* _Written task_
Present every line of the rows below as a Markdown table with the columns No. and Line, numbering the lines in order and leaving out blank lines. Leave the pictures out of the answer.

++++++

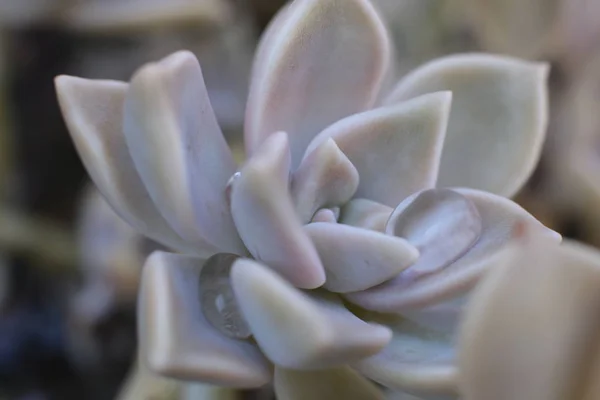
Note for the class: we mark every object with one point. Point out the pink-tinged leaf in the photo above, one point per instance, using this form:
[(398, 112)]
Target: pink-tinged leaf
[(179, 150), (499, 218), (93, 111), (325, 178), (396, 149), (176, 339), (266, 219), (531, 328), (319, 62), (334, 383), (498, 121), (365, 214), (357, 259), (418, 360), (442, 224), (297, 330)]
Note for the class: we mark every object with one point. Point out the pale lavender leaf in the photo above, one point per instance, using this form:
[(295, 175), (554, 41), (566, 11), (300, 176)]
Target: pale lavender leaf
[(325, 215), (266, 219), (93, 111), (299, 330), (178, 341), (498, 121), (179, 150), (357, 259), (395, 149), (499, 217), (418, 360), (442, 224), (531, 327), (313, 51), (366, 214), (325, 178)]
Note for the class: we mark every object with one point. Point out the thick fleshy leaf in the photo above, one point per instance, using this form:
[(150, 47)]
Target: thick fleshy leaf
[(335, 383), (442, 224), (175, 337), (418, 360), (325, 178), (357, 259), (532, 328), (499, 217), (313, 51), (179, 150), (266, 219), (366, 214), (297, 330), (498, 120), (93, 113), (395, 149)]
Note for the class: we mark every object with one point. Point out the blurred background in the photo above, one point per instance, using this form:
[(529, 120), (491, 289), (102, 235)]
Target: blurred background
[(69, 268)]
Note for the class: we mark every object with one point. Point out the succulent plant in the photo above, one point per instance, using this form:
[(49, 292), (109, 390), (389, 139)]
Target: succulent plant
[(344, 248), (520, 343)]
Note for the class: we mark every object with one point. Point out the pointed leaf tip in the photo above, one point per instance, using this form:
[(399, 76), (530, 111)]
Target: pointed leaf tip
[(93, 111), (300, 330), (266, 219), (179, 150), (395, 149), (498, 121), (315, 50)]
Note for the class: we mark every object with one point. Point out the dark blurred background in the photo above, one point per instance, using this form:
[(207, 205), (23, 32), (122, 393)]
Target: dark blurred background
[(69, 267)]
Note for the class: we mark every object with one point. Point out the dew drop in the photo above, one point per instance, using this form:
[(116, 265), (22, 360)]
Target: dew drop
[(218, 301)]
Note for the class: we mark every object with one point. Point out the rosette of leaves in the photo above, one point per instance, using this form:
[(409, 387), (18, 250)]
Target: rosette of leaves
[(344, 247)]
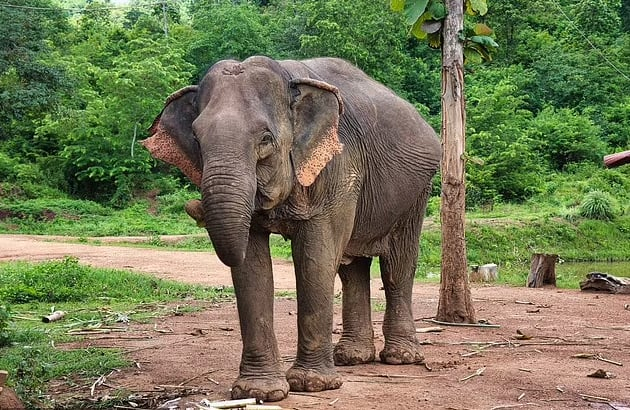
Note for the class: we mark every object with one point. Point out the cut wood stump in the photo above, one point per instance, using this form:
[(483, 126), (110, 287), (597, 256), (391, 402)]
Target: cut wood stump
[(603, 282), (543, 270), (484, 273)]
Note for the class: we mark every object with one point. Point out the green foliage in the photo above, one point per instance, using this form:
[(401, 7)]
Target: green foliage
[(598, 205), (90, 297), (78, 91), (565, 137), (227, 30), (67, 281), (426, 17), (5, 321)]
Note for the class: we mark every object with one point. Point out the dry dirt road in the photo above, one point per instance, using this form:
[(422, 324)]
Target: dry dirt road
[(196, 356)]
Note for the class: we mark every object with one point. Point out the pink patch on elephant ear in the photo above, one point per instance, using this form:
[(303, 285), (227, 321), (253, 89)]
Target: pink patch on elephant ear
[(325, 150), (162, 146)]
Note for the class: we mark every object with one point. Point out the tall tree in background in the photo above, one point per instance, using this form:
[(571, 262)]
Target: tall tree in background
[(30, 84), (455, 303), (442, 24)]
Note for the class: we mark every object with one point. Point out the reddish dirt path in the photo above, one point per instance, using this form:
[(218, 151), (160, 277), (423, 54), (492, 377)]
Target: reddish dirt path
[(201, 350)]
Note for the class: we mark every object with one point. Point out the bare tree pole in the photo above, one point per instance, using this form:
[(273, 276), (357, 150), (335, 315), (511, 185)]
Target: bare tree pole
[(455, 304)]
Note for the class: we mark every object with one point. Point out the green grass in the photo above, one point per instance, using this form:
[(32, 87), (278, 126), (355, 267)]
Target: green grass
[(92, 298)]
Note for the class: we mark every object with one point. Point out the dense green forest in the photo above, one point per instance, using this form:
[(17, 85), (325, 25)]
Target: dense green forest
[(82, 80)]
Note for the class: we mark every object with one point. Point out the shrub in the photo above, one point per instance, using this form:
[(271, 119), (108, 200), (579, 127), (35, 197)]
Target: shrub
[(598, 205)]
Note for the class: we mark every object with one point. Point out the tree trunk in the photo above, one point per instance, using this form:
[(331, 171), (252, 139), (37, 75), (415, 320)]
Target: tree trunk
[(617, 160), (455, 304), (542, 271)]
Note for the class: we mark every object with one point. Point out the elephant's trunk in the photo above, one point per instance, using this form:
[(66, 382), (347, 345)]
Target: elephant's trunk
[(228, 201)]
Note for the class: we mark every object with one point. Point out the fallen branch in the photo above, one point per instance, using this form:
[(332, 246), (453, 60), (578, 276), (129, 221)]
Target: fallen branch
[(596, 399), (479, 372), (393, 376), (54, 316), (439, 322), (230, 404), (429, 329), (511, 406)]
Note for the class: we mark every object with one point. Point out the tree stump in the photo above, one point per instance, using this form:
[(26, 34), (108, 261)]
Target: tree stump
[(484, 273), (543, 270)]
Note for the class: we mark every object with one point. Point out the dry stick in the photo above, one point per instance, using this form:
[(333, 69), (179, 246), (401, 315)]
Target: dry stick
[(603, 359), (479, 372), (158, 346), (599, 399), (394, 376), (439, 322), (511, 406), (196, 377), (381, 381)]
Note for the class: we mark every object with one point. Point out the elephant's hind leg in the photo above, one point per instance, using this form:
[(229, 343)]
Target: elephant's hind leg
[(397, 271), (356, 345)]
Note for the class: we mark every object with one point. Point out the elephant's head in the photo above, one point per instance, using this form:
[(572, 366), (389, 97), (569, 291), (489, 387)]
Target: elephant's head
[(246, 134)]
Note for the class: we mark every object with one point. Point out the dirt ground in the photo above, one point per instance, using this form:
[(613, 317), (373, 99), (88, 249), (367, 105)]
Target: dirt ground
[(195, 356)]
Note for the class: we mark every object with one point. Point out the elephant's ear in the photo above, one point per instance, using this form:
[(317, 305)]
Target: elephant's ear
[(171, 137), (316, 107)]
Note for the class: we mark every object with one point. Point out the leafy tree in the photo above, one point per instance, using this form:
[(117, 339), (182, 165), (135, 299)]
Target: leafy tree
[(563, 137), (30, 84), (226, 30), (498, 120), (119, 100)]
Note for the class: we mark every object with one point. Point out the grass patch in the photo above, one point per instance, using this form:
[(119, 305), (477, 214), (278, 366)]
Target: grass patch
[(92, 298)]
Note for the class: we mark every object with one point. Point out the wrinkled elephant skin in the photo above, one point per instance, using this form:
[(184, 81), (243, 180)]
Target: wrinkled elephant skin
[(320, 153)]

++++++

* _Output for this exercise_
| No. | Line |
|---|---|
| 1 | Note for the class: we mark every object with one point. Point out the pink-tinged leaf in the photo above, one point per instance, using this form: |
| 2 | [(398, 112)] |
| 3 | Target: pink-tinged leaf |
| 4 | [(179, 150), (499, 218), (93, 111), (325, 178), (396, 149), (176, 339), (266, 219), (531, 328), (319, 62), (334, 383), (498, 121), (365, 214), (357, 259), (418, 360), (442, 224), (297, 330)] |
| 5 | Note for the class: we mark every object with one point. Point out the pale lavender leaf in the photo above, one point per instance, using this form: |
| 6 | [(295, 175), (554, 41), (566, 11), (300, 176)] |
| 7 | Target: pale lavender leaf |
| 8 | [(325, 215), (266, 219), (93, 111), (299, 330), (178, 341), (498, 121), (179, 150), (357, 259), (395, 149), (499, 217), (418, 360), (442, 224), (531, 327), (313, 51), (366, 214), (325, 178)] |
| 9 | Note for the class: we mark every object with one point. Point out the thick fleshy leaf in the photo above, one point per instance, using this form: |
| 10 | [(150, 47)] |
| 11 | Target: thick fleshy leaf |
| 12 | [(335, 383), (442, 224), (175, 337), (418, 360), (325, 178), (357, 259), (532, 328), (499, 217), (313, 51), (179, 150), (266, 219), (366, 214), (297, 330), (498, 120), (93, 113), (395, 149)] |
| 13 | Note for the class: we mark every object with one point. Point out the blurred background in the photo above, one point per instance, using this form: |
| 14 | [(529, 120), (491, 289), (102, 235)] |
| 15 | Target: blurred background |
| 16 | [(69, 268)] |
| 17 | Note for the class: we mark every object with one point. Point out the succulent plant in the photo above, one point per instance, using this form: |
| 18 | [(49, 292), (109, 390), (389, 139)] |
| 19 | Target: succulent plant |
| 20 | [(344, 248), (520, 343)] |
| 21 | Note for the class: we mark every object with one point. Point out the pointed leaf tip in the photo above, one point per instance, using this form: |
| 22 | [(399, 76), (530, 111)] |
| 23 | Target: pointed leaf tip |
| 24 | [(93, 111), (300, 330), (266, 219), (179, 150), (395, 149), (498, 121), (315, 50)] |
| 25 | Note for the class: we mark every object with one point. Point out the dark blurred background in the photo above, one point per instance, using this form: |
| 26 | [(207, 205), (23, 32), (122, 393)] |
| 27 | Target: dark blurred background |
| 28 | [(69, 267)] |
| 29 | Note for the class: we mark every object with one point. Point out the dew drop in the photo above, one point per instance, using this form: |
| 30 | [(116, 265), (22, 360)] |
| 31 | Target: dew drop |
| 32 | [(218, 301)] |
| 33 | Note for the class: we mark every object with one point. Point out the rosette of leaves in the photo above, one point per instance, using this form: |
| 34 | [(409, 387), (18, 250)] |
| 35 | Target: rosette of leaves |
| 36 | [(344, 247)] |
| 37 | Note for the class: we mark every object with one point. Point out the cut wood stump in the photo above, one point per instance, using this form: |
| 38 | [(483, 126), (110, 287), (597, 256), (391, 402)] |
| 39 | Target: cut wood stump |
| 40 | [(603, 282), (543, 270), (484, 273)] |
| 41 | Note for the class: we mark every object with one point. Point out the green foliage in the photo above, one point per instance, using this form: |
| 42 | [(401, 7)] |
| 43 | Target: green foliage |
| 44 | [(598, 205), (90, 297), (78, 91), (565, 137), (227, 30), (67, 281), (426, 17), (5, 321)] |
| 45 | Note for the class: we mark every object with one point. Point out the dry dirt road in the photo above, one point per instance, using this form: |
| 46 | [(422, 324)] |
| 47 | Target: dry dirt road |
| 48 | [(196, 356)] |
| 49 | Note for the class: we mark every object with one point. Point out the pink patch on elephant ear in the photo above, one point per instance, using this form: |
| 50 | [(303, 285), (227, 321), (253, 89)] |
| 51 | Target: pink patch on elephant ear |
| 52 | [(325, 150), (162, 146)] |
| 53 | Note for the class: we mark every object with one point. Point out the tall tree in background in the photo above, one point per instance, using this form: |
| 54 | [(571, 262)] |
| 55 | Target: tall tree in background |
| 56 | [(30, 84), (455, 303), (442, 24)] |
| 57 | Note for the class: we mark every object with one point. Point out the reddish dirt path in the photo above, one point per instance, using this form: |
| 58 | [(218, 151), (160, 277), (423, 54), (492, 377)] |
| 59 | Target: reddish dirt path |
| 60 | [(201, 350)] |
| 61 | Note for the class: we mark every object with one point. Point out the bare tree pole in the photo above, one point per instance, using this form: |
| 62 | [(273, 276), (357, 150), (335, 315), (511, 185)] |
| 63 | Target: bare tree pole |
| 64 | [(455, 304)] |
| 65 | Note for the class: we mark every object with one point. Point out the green grass in the photo above, one point per instance, using this form: |
| 66 | [(32, 87), (278, 126), (355, 267)] |
| 67 | Target: green grass |
| 68 | [(92, 298)] |
| 69 | Note for the class: we mark every object with one point. Point out the dense green forest in the photo above, one point per instance, using this form: |
| 70 | [(17, 85), (325, 25)] |
| 71 | Target: dense green forest |
| 72 | [(82, 80)] |
| 73 | Note for the class: we mark every object with one point. Point out the shrub in the photo above, one point per instance, using this form: |
| 74 | [(271, 119), (108, 200), (579, 127), (35, 197)] |
| 75 | Target: shrub |
| 76 | [(598, 205)] |
| 77 | Note for the class: we mark every object with one point. Point out the tree trunk in the photo above, one point per instance, using this form: |
| 78 | [(331, 171), (252, 139), (37, 75), (415, 320)] |
| 79 | Target: tree trunk |
| 80 | [(617, 160), (455, 304), (542, 271)] |
| 81 | Note for the class: we mark every object with one point. Point out the elephant's trunk in the photo above, one point per instance, using this form: |
| 82 | [(66, 382), (347, 345)] |
| 83 | Target: elephant's trunk |
| 84 | [(228, 201)] |
| 85 | Note for the class: we mark every object with one point. Point out the fallen branch in the photo above, one point per instance, using this form: |
| 86 | [(332, 246), (453, 60), (578, 276), (129, 221)] |
| 87 | Target: fallen branch |
| 88 | [(596, 399), (479, 372), (393, 376), (54, 316), (439, 322), (230, 404), (429, 329), (511, 406)] |
| 89 | Note for the class: we mark every object with one point. Point out the tree stump in the photo above, one point per instance, using this form: |
| 90 | [(26, 34), (108, 261)] |
| 91 | Target: tree stump |
| 92 | [(484, 273), (543, 270)] |
| 93 | Note for the class: we mark every object with one point. Point out the dry stick in the photo above, one point per instance, using this form: |
| 94 | [(333, 69), (179, 246), (401, 315)] |
| 95 | Target: dry stick |
| 96 | [(603, 359), (479, 372), (158, 346), (599, 399), (394, 376), (439, 322), (511, 406), (196, 377), (381, 381)] |
| 97 | Note for the class: we mark every object with one point. Point out the elephant's hind leg in the photo above, one point per instance, using this form: |
| 98 | [(229, 343)] |
| 99 | Target: elephant's hind leg |
| 100 | [(397, 271), (356, 345)] |
| 101 | Note for the class: we mark every object with one point. Point out the elephant's head in the photo above, one point per instance, using this form: |
| 102 | [(572, 366), (389, 97), (569, 291), (489, 387)] |
| 103 | Target: elephant's head |
| 104 | [(246, 134)] |
| 105 | Note for the class: we mark every object with one point. Point out the dirt ground in the photo above, one point per instance, using this form: |
| 106 | [(613, 317), (373, 99), (88, 249), (367, 105)] |
| 107 | Target: dirt ground |
| 108 | [(195, 356)] |
| 109 | Note for the class: we mark every object with one point. Point out the elephant's ear in the photo above, one point per instance, using this form: |
| 110 | [(317, 305)] |
| 111 | Target: elephant's ear |
| 112 | [(171, 137), (316, 107)] |
| 113 | Note for the class: we mark every object with one point. Point out the leafy tree in the photo above, one point per instance, using this form: |
| 114 | [(117, 339), (182, 165), (135, 299)] |
| 115 | Target: leafy tree |
| 116 | [(563, 137), (30, 84), (226, 30), (498, 120), (119, 100)] |
| 117 | Note for the class: we mark every object with one point. Point out the grass patch in the photo above, one point per instance, using this form: |
| 118 | [(119, 305), (477, 214), (278, 366)] |
| 119 | Target: grass patch |
| 120 | [(92, 298)] |
| 121 | Note for the class: we mark every object with one point. Point out the wrinkled elephant skin in the photo above, one point per instance, using this form: |
| 122 | [(184, 81), (243, 180)] |
| 123 | Target: wrinkled elephant skin |
| 124 | [(320, 153)] |